*Work order*. Write the next part of the blog post on Chip Wilson and Lululemon's sizing, picking up after its final sentence.
═════ Excerpt provided ═════
Why I Agree With Chip Wilson, Founder of Lululemon

*Originally posted on November 16, 2013*

So Chip Wilson, founder of Lululemon, addressed the common complaint against Lululemon’s yoga pants: They are pilling easily and are too sheer. His comments can be found here, along with information regarding a petition that has been started to have the company make clothing for sizes 14+. Currently, Lululemon only carries up to size 12.

So here’s the thing. I don’t think the guy’s 100% right, and I don’t think that he should have said that out loud. But I also 100% disagree with Lululemon making clothing in bigger sizes. And here’s why:

We all know someone who is thin, fit and in love with their Lulus, but who doesn’t buy them anymore because they are not of the same quality that they once were. Please note, I said we all know someone who is thin and fit. Meaning, even small, petite people find Lululemon’s clothing to be pilling and perhaps more sheer than they used to be. So, on that account, Mr. Wilson, I don’t agree with you. It’s not necessarily body type that determines whether the pants pill and become sheer. He did say, however, that women wear them with seatbelts that rub and purses that rub and that that is a contributing factor in the compromise in quality of material. And that’s a whole different rant. Why are women wearing yoga pants out and about and not just to yoga? They’re called yoga pants. Stop wearing them to school, work, the grocery store, the movies, really anywhere that isn’t a fitness yoga class.

But, I digress…

It’s not just plus-sized people who find this clothing line to be of lesser quality than it used to be. So, strike one for Mr. Wilson. But, I don’t think that Lululemon needs to make clothes that fit all people, or even a wider range of people. Why? Because that’s not their target market. Lululemon provides people with very expensive athletic wear. And they are targeting the sizes that society generally views to be ‘healthy’, 0-12. 14+ is considered ‘plus-size’ and there are designated stores to buy those sizes. If Lululemon begins to sell their clothing in sizes 14+, then I want Forever Yours Lingerie to sell size 32A and XS panties. If Lululemon begins to sell size 14+ pants, I want Addition Elle to sell size 00 pants. It’s not body shaming, it’s a store selling to their target market.
═════ Extracted records ═════
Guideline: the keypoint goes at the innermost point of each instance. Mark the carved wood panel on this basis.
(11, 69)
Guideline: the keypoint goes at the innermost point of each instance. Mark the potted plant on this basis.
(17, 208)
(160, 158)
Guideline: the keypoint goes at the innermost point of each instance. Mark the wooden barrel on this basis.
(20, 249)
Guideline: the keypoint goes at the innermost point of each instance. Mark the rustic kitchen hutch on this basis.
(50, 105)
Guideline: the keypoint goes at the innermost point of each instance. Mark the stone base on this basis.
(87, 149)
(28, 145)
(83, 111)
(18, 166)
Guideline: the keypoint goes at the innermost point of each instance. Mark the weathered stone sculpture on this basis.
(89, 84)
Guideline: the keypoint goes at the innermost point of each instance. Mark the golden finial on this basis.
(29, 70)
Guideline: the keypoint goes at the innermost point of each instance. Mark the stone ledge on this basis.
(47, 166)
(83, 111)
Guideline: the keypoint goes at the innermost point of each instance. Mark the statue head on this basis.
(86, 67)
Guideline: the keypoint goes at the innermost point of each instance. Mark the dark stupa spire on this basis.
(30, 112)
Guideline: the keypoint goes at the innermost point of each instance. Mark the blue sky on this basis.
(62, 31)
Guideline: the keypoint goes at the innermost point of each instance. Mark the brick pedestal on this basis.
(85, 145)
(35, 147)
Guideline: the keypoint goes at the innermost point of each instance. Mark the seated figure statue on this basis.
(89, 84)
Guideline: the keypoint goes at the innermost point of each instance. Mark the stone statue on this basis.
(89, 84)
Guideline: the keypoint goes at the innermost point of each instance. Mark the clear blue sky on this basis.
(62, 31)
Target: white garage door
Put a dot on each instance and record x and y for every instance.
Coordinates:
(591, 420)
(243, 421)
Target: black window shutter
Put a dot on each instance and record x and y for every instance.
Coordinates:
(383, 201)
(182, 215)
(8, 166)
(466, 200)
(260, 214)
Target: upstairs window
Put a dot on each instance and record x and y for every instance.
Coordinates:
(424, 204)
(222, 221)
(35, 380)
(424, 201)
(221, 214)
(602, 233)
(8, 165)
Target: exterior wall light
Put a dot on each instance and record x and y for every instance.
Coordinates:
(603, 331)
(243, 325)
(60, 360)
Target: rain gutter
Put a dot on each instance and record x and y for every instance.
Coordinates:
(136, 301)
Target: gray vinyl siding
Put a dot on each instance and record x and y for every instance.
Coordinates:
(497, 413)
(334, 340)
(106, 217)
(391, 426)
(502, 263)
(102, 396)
═════
*Exercise output*.
Speaking of body shaming, apparently it’s not okay for stores like Lululemon to say that bigger women aren’t meant for their clothes, since people immediately assume that means that bigger is ‘bad’. But it is apparently okay for plus-sized women to post things like this and this, insinuating that thin is ‘bad’. I am inundated with these pictures on my Facebook newsfeed from plus-sized women that I am friends with who frequently post messages with this sentiment. You know what? Sometimes people are just born thin. I have friends who have shed tears over being called “disgusting”, “anorexic”, “sick”, and “unhealthy” for being the thin size that they naturally are. Or for working hard at the gym, eating lean proteins, complex carbs, and a shit ton of fruits and veggies to be as healthy as they can, just to hear from complete strangers that they look “disgusting”. Just know that it goes both ways. How do you think it makes me feel when I see posts that say that “only dogs like bones” when, because I’ve been working out and eating healthier, my hip bones have started to protrude? I’m a healthy size 6, so how do you think those posts make my healthy size 2 bestie feel, if they make me self-conscious?

And another thing about this is, I wonder how many of those size 14+ women who are pissed off about Lululemon would truly be 14+ if they used those yoga pants to go to yoga instead of to the movies? At the risk of sounding like an asshole and having everyone dislike me, I’m going to say that perhaps most 14+ women aren’t a healthy size 14. Don’t get me wrong, there are women who are a perfectly healthy BMI and whose doctors will say they are doing everything right and are a size 14+. That’s the beauty of the world – we’re all different. But how many 14+ women would drop down to a 10, 12, or even lower, with the recommended 30 minutes of cardio a day and a healthier lifestyle? I’m not pointing fingers, I’m not saying everyone who is a 0-12 works out for 30 minutes a day and eats a balanced diet. Lord knows I eat my fair share of pizza, chocolate, and french fries. But I don’t blame society or clothing lines for the clothes that I cannot fit into or that don’t look good on me. When I try on clothes at Garage and they stretch to the point of picture distortion on the t-shirt, that’s not the store’s fault. I don’t get mad. I either a) go somewhere else to buy clothes or b) go for a run and then go somewhere else to buy clothes. You might be saying to yourself, “But, Garage is targeted more toward teens. Younger teens, even.” My point exactly.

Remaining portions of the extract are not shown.